### [PROMPT]
Skipping the images, transcribe each record below as it is.
SUPPLIED INFORMATION Start Marker
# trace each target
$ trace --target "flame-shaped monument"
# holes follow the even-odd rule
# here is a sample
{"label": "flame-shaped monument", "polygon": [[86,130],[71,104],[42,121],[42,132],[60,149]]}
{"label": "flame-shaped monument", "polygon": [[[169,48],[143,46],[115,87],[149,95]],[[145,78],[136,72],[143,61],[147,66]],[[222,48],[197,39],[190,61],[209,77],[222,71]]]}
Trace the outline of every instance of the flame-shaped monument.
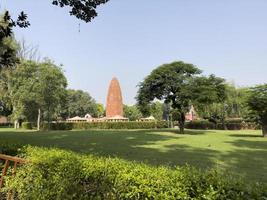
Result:
{"label": "flame-shaped monument", "polygon": [[108,119],[125,120],[120,83],[117,78],[110,82],[107,96],[106,117]]}

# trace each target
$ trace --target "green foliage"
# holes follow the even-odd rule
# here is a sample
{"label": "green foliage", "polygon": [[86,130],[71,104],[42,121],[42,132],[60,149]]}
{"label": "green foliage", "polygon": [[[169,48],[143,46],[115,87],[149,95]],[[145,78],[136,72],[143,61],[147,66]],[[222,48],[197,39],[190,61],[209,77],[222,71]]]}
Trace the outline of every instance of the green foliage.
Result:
SUPPLIED INFORMATION End Marker
### [REPLY]
# trace each target
$ trace --target "flame-shaped monument"
# holes follow the even-odd rule
# here is a sample
{"label": "flame-shaped monument", "polygon": [[86,130],[71,104],[42,121],[42,132],[60,149]]}
{"label": "flame-shaped monument", "polygon": [[[169,48],[143,46],[115,87],[149,95]],[[145,78],[136,72],[143,61],[147,66]],[[222,48],[197,39],[190,61],[209,77],[222,71]]]}
Trace the outline of every instance of the flame-shaped monument.
Result:
{"label": "flame-shaped monument", "polygon": [[108,119],[125,120],[120,83],[117,78],[110,82],[107,96],[106,117]]}

# trace each target
$ trace --target "green foliage"
# holes follow the even-odd rule
# here is a sample
{"label": "green foliage", "polygon": [[86,130],[71,104],[42,121],[42,132],[60,149]]}
{"label": "green foliage", "polygon": [[[169,48],[143,46],[115,87],[149,95]],[[145,78],[136,72],[143,61],[147,66]],[[222,48],[197,39],[190,61],[209,77],[222,71]]]}
Trace the outline of every instance of the green foliage.
Result:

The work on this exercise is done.